What is being asked
Before printing, remove every picture; then print the lines below exactly, from the first line through the line containing "# test: identify one keypoint per instance of the white dress".

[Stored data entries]
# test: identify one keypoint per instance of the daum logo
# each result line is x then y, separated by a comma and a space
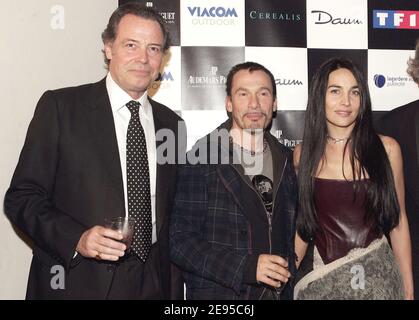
379, 80
323, 17
213, 12
395, 19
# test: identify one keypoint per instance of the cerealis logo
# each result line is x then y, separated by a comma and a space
379, 80
213, 15
395, 19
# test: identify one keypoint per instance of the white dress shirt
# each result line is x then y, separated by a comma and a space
121, 115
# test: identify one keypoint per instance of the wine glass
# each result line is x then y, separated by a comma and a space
125, 226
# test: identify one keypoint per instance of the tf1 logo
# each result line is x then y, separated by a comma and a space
395, 19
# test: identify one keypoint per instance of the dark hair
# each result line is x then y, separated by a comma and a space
134, 8
251, 66
413, 65
366, 151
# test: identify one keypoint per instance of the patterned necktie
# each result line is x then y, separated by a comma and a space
138, 183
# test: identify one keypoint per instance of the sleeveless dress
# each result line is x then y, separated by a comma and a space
352, 259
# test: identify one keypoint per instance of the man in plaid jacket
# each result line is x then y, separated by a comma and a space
233, 223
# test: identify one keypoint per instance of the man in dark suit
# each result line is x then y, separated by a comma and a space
74, 170
402, 124
233, 224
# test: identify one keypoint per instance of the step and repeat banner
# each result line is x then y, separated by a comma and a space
289, 37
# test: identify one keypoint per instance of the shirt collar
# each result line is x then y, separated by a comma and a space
119, 98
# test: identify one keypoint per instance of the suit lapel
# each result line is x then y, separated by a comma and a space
102, 130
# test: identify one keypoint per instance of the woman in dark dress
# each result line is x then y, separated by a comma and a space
351, 195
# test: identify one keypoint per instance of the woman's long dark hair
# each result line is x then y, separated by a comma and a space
366, 151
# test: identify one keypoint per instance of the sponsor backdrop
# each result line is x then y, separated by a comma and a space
291, 38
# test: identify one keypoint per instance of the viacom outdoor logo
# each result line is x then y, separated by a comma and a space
390, 81
213, 15
395, 19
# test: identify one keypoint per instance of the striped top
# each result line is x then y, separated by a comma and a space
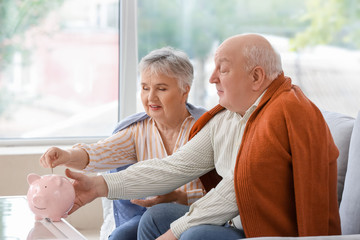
139, 142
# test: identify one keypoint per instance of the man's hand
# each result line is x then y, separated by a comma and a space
167, 236
177, 196
54, 157
86, 188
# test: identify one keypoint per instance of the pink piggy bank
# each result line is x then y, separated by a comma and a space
50, 196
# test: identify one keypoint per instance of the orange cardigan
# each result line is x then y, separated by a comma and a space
285, 176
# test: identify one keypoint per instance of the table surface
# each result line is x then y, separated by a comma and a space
18, 222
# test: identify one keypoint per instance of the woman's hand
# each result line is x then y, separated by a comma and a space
75, 158
86, 188
167, 236
177, 196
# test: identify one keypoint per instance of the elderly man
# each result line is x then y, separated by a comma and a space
267, 141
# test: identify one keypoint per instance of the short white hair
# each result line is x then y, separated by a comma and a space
171, 62
266, 57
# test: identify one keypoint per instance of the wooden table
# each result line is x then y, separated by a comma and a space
18, 222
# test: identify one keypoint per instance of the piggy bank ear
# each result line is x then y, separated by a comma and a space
32, 177
58, 181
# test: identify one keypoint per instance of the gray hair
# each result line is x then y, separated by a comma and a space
171, 62
266, 57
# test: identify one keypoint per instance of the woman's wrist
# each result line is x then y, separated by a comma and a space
101, 186
78, 158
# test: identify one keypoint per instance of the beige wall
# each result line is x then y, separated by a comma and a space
14, 169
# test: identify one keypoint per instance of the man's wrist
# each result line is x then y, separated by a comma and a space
101, 186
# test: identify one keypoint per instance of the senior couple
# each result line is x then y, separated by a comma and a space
265, 154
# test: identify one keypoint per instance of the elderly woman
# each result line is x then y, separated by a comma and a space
166, 78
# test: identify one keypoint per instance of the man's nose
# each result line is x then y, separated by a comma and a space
214, 78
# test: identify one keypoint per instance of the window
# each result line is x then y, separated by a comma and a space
317, 39
61, 60
59, 68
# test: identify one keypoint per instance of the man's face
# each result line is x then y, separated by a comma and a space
233, 83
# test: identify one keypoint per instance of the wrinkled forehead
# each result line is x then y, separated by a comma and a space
226, 53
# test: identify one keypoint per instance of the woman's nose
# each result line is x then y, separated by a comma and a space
152, 95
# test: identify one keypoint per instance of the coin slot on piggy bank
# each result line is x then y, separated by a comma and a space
50, 196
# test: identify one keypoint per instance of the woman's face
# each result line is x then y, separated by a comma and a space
162, 97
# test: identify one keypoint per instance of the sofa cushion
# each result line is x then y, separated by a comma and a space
340, 127
350, 205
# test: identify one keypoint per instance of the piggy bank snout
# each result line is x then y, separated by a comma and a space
39, 200
50, 196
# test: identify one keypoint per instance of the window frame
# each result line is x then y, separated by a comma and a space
127, 80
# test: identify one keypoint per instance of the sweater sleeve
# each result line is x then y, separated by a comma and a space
161, 176
216, 208
112, 152
314, 168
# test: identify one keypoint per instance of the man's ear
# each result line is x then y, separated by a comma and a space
258, 76
186, 93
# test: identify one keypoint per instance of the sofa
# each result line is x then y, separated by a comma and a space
346, 133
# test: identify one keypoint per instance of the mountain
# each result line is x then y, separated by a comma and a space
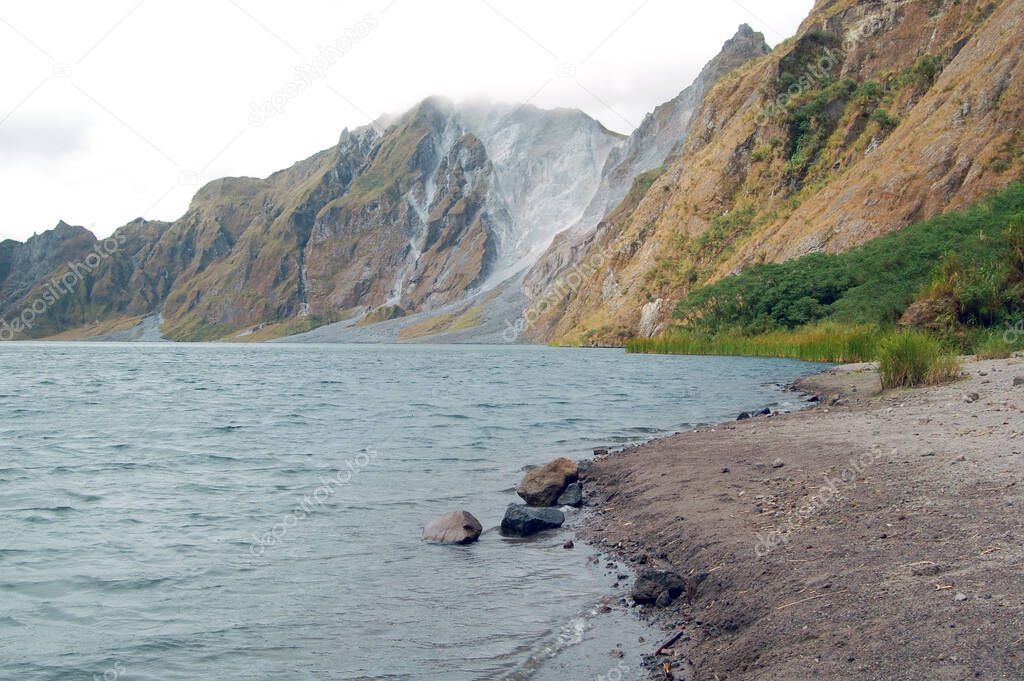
387, 222
878, 114
659, 136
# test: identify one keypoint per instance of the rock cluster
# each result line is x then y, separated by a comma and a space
454, 527
555, 483
543, 486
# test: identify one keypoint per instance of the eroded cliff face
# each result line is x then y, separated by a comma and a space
658, 138
403, 219
878, 114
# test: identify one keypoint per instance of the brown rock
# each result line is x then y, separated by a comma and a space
934, 313
543, 485
454, 527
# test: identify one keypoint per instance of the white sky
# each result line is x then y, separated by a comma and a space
123, 109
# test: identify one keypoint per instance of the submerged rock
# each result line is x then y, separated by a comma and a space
543, 486
657, 587
525, 520
454, 527
572, 496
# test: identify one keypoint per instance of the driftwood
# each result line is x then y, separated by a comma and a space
669, 641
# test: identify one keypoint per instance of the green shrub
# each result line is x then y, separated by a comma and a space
911, 358
885, 120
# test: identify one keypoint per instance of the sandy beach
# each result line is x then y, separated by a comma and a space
875, 536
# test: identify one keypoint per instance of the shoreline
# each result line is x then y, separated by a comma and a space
877, 535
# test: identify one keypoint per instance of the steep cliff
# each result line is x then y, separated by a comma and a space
404, 219
877, 114
659, 136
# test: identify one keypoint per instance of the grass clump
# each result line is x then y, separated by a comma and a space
997, 345
911, 358
820, 342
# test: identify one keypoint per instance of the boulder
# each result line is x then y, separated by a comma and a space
572, 496
454, 527
657, 587
525, 520
543, 486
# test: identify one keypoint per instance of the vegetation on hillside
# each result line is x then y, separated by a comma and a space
975, 257
954, 284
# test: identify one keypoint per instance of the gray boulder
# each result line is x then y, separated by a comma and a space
657, 587
543, 485
454, 527
572, 496
525, 520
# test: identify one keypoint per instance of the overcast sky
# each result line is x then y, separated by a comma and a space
122, 109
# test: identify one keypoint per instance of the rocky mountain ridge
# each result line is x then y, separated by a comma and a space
878, 114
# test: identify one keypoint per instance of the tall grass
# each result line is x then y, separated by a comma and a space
905, 358
910, 358
997, 345
820, 342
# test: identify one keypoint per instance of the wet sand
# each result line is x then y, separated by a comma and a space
881, 537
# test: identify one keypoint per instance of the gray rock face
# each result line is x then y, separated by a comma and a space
659, 135
525, 520
454, 527
572, 496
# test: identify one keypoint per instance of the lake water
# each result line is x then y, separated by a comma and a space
254, 511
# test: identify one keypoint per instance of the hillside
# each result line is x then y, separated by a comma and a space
875, 116
387, 222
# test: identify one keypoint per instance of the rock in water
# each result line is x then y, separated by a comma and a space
572, 496
543, 486
526, 520
454, 527
657, 587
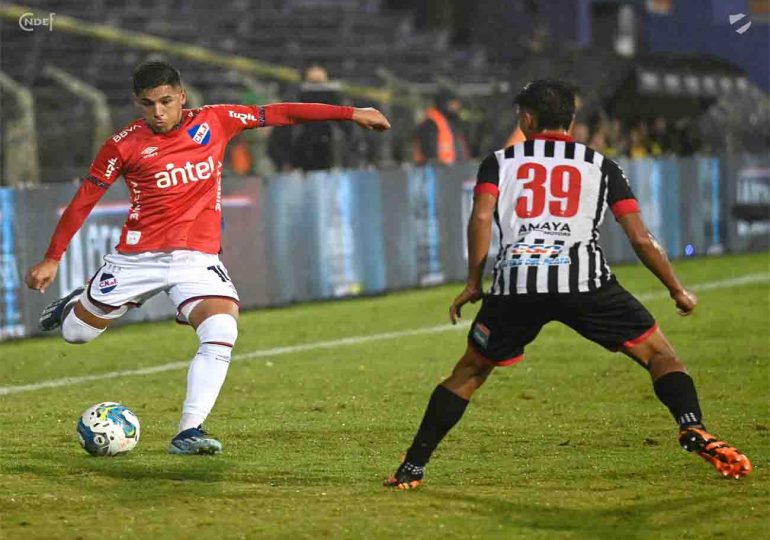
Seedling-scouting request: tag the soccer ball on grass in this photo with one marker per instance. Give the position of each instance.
(108, 429)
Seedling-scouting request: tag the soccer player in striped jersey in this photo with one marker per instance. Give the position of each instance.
(548, 196)
(171, 160)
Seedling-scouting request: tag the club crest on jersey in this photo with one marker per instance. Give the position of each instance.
(200, 133)
(107, 283)
(552, 228)
(481, 334)
(150, 151)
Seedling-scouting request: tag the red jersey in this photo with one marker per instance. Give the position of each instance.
(174, 178)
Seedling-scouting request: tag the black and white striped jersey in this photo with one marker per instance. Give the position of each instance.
(552, 194)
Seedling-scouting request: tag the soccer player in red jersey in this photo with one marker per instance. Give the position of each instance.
(171, 160)
(547, 195)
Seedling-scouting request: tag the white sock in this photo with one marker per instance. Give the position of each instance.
(204, 380)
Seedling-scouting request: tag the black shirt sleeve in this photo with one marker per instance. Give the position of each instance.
(618, 188)
(489, 171)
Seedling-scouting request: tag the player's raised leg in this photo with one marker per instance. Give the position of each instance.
(676, 390)
(215, 323)
(445, 408)
(81, 319)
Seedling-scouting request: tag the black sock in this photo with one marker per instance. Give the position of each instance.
(444, 410)
(677, 392)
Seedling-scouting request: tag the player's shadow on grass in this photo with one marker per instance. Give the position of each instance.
(628, 521)
(182, 469)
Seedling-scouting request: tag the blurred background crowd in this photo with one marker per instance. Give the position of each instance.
(444, 71)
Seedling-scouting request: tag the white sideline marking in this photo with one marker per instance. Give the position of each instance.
(354, 340)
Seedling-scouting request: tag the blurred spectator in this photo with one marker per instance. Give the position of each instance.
(637, 147)
(660, 138)
(239, 156)
(598, 142)
(580, 132)
(440, 135)
(319, 145)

Written solution
# test: identify one keypoint per instance of the daum logo
# each result line is x then y, separated by a comma and a space
379, 80
323, 17
213, 12
395, 19
# test: identify one keypoint per instance of the cerealis logo
# each result line is x then y, separated by a comma and a space
379, 80
213, 15
395, 19
# test: identify one keypoint per instance of the white dress shirt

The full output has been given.